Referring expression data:
----
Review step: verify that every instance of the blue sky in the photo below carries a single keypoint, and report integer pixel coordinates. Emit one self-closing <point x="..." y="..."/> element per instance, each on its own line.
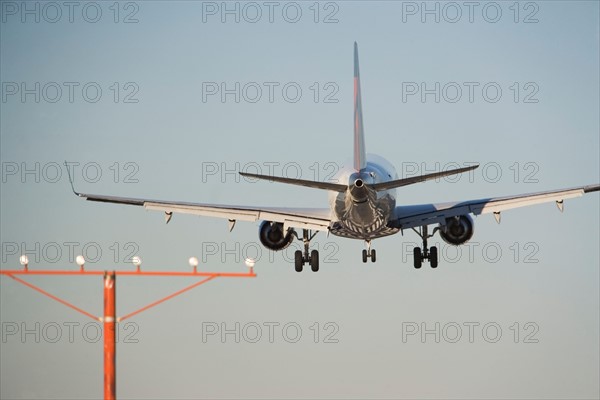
<point x="167" y="137"/>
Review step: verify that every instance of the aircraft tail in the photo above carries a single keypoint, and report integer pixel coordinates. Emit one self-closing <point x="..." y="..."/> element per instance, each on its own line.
<point x="360" y="156"/>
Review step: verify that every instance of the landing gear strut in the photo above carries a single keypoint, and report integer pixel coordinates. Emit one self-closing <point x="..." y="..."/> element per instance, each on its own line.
<point x="312" y="257"/>
<point x="426" y="253"/>
<point x="369" y="253"/>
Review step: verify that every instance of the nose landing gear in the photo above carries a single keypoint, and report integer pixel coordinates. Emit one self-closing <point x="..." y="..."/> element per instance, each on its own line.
<point x="419" y="255"/>
<point x="312" y="257"/>
<point x="369" y="253"/>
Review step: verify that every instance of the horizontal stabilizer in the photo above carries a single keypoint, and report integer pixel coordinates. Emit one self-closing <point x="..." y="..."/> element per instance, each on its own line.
<point x="336" y="187"/>
<point x="421" y="178"/>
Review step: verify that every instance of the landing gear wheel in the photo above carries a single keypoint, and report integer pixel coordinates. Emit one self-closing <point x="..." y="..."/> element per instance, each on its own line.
<point x="298" y="261"/>
<point x="418" y="257"/>
<point x="314" y="260"/>
<point x="433" y="257"/>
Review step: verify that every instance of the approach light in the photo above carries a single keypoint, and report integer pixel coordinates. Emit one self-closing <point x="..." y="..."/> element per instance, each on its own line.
<point x="136" y="261"/>
<point x="80" y="260"/>
<point x="24" y="260"/>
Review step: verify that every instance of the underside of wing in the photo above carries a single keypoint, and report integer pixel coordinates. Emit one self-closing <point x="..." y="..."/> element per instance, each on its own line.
<point x="303" y="218"/>
<point x="427" y="214"/>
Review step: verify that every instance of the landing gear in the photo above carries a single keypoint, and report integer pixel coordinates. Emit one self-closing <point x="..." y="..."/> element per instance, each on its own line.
<point x="369" y="253"/>
<point x="301" y="258"/>
<point x="419" y="255"/>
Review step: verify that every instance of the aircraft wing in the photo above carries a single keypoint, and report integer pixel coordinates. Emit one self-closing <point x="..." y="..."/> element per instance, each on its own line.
<point x="427" y="214"/>
<point x="303" y="218"/>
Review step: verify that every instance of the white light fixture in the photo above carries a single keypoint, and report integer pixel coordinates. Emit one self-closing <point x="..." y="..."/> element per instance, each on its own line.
<point x="193" y="262"/>
<point x="250" y="262"/>
<point x="80" y="260"/>
<point x="136" y="261"/>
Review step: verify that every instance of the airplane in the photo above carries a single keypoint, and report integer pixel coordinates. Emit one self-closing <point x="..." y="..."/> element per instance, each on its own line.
<point x="362" y="205"/>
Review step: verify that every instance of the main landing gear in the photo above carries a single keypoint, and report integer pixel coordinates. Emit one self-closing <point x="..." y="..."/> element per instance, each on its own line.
<point x="301" y="258"/>
<point x="426" y="253"/>
<point x="369" y="253"/>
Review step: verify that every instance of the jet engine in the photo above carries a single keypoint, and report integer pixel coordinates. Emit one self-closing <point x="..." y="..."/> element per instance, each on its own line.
<point x="273" y="237"/>
<point x="457" y="230"/>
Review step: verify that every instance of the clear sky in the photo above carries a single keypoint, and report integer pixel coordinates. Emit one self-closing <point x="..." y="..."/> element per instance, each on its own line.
<point x="167" y="100"/>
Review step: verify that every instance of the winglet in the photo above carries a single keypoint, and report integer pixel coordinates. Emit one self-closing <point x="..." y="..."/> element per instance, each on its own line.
<point x="360" y="158"/>
<point x="71" y="180"/>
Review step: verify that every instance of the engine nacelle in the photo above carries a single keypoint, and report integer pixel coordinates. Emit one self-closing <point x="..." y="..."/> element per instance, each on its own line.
<point x="457" y="230"/>
<point x="273" y="237"/>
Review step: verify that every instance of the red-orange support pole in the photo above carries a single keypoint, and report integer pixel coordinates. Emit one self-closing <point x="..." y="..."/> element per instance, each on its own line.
<point x="110" y="317"/>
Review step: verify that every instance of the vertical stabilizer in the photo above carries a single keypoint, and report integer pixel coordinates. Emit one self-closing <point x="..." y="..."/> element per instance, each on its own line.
<point x="360" y="156"/>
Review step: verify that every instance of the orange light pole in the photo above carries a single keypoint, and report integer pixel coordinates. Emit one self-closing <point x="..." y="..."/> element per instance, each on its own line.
<point x="110" y="351"/>
<point x="110" y="301"/>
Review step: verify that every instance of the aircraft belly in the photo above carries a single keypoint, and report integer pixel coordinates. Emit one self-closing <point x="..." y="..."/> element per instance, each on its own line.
<point x="367" y="220"/>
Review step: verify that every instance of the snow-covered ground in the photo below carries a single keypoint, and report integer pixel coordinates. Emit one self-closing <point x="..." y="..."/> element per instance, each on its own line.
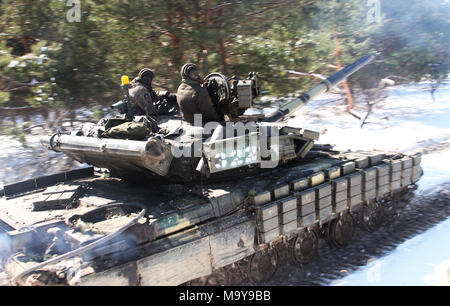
<point x="407" y="121"/>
----
Prompt:
The preceding entries are to be returned verbatim, with every picture excluded.

Answer:
Review step: verify that every instance of the blue sky in the photo below carries a single keypoint, and report integer pixel coordinates. Emit one self-closing <point x="..." y="..."/> element per instance, each on its own line.
<point x="167" y="137"/>
Review step: verify that every instance of the aircraft tail in the photo above carries a single keypoint, and report integer pixel coordinates. Emit one self-closing <point x="..." y="..."/> element per instance, each on its own line.
<point x="360" y="156"/>
Review step: verify that every instance of the landing gear strut in the photo above carries a single keypoint, and report integer pixel coordinates. Emit one self-closing <point x="..." y="..."/> element per instance, each on its own line.
<point x="312" y="257"/>
<point x="426" y="253"/>
<point x="369" y="253"/>
Review step: verify that every instance of the nose landing gear in the photo above carries a single keypoint, and report integer pixel coordinates. Emit one self-closing <point x="..." y="..."/> element per instance, each on its own line.
<point x="419" y="255"/>
<point x="312" y="257"/>
<point x="369" y="253"/>
Review step: verify that every instance of the horizontal stabilizer in the photo above carries a single keypoint, and report integer pixel coordinates. Emit one self-closing <point x="..." y="..."/> element per instance, each on its own line.
<point x="336" y="187"/>
<point x="421" y="178"/>
Review step: verify that every instance of the landing gear wheel in the photo above carries a single keypoint, and report integer pixel coordinates. Emit one self-closing <point x="..." y="..."/> element per instance, each on its own line.
<point x="298" y="261"/>
<point x="418" y="257"/>
<point x="314" y="260"/>
<point x="433" y="257"/>
Review step: verify that every instance of the approach light in the photo above carries a single keypoint, and report integer pixel coordinates. Emit one self-closing <point x="..." y="..."/> element per instance, each on its own line.
<point x="136" y="261"/>
<point x="80" y="260"/>
<point x="24" y="260"/>
Review step: verify that every instance of the underside of wing in the photo above carries a single keypoint, and report integer pixel coordinates. Emit one self-closing <point x="..." y="..."/> element per instance, each on its own line.
<point x="303" y="218"/>
<point x="427" y="214"/>
Review step: verify that every instance of the landing gear in the photo above carries a single keypoint, and report integer pixel coordinates. Emit one self-closing <point x="..." y="..."/> element per instance, each on its own line.
<point x="369" y="253"/>
<point x="301" y="258"/>
<point x="419" y="255"/>
Review step: verify that every instance of the aircraft wing in the photo above carries a single keypoint, and report integer pixel coordinates. Emit one self-closing <point x="..." y="..."/> element per instance, each on its own line.
<point x="427" y="214"/>
<point x="303" y="218"/>
Review step: verify that every instance of the white light fixture in the photo above carries a single keypoint, and report integer pixel coordinates. Emit one self-closing <point x="..." y="..."/> element per instance, each on its own line.
<point x="193" y="262"/>
<point x="250" y="262"/>
<point x="80" y="260"/>
<point x="136" y="261"/>
Review step: verify that every instance of the airplane in the photo above carries a single keypoint, and report integer pixel coordinates. Emit one self-closing <point x="..." y="..."/> element per instance, each on its own line.
<point x="362" y="205"/>
Review step: verify that every instance of the main landing gear in the photo above carries a single keypoint, and report integer pixel coordinates. Emit one self-closing <point x="..." y="..."/> element per instance, each on its own line.
<point x="301" y="258"/>
<point x="426" y="253"/>
<point x="369" y="253"/>
Review step: verify that every instance of the jet engine in the photo above carries a single keypoint, and report integer pixel coordinates. Emit one self-closing <point x="..." y="..."/> element per instance, each on its own line.
<point x="273" y="237"/>
<point x="457" y="230"/>
Review step: verify that every instance of the clear sky in the photo above carries a single keypoint, and report integer pixel coordinates. Emit one self-closing <point x="..." y="..."/> element per instance, each on its own line.
<point x="167" y="100"/>
Review step: verify that every instance of the winglet in the photo above carries a single keypoint, and report integer pixel coordinates. Emit one self-closing <point x="..." y="..."/> element per instance, each on its own line.
<point x="360" y="158"/>
<point x="71" y="180"/>
Review step: verify that every instance of the engine nacelle in the photo above carries a single keypoint, and report integer pixel coordinates. Emit one self-closing <point x="..." y="..."/> element per instance, each on its own line.
<point x="457" y="230"/>
<point x="273" y="237"/>
Review step: verify that every instance of the red-orange support pole in the photo above carries a single keypoint, and report integer pixel coordinates. Emit one self-closing <point x="..." y="..."/> element per instance, each on its own line.
<point x="110" y="317"/>
Review step: verify that every instance of the vertical stabilizer in the photo above carries a single keypoint, and report integer pixel coordinates. Emit one self-closing <point x="..." y="..."/> element per instance, each on its own line.
<point x="360" y="156"/>
Review step: verify that every instance of the orange light pole in the photo above carries a single keypoint, and report integer pixel coordinates. Emit one self-closing <point x="..." y="..."/> element per instance, each on its own line.
<point x="110" y="351"/>
<point x="110" y="301"/>
Review step: verify that every instance of the aircraft belly in the photo above carries a single keypoint, and report integer pixel coordinates. Emit one self-closing <point x="..." y="..."/> element per instance, each on its own line.
<point x="367" y="220"/>
Review step: verify that every instance of the snow-covered ground in the photo below carries a single keypoint, and report integer pixel coordinates. Emit one self-closing <point x="..." y="..."/> element per instance, each on its own line.
<point x="407" y="121"/>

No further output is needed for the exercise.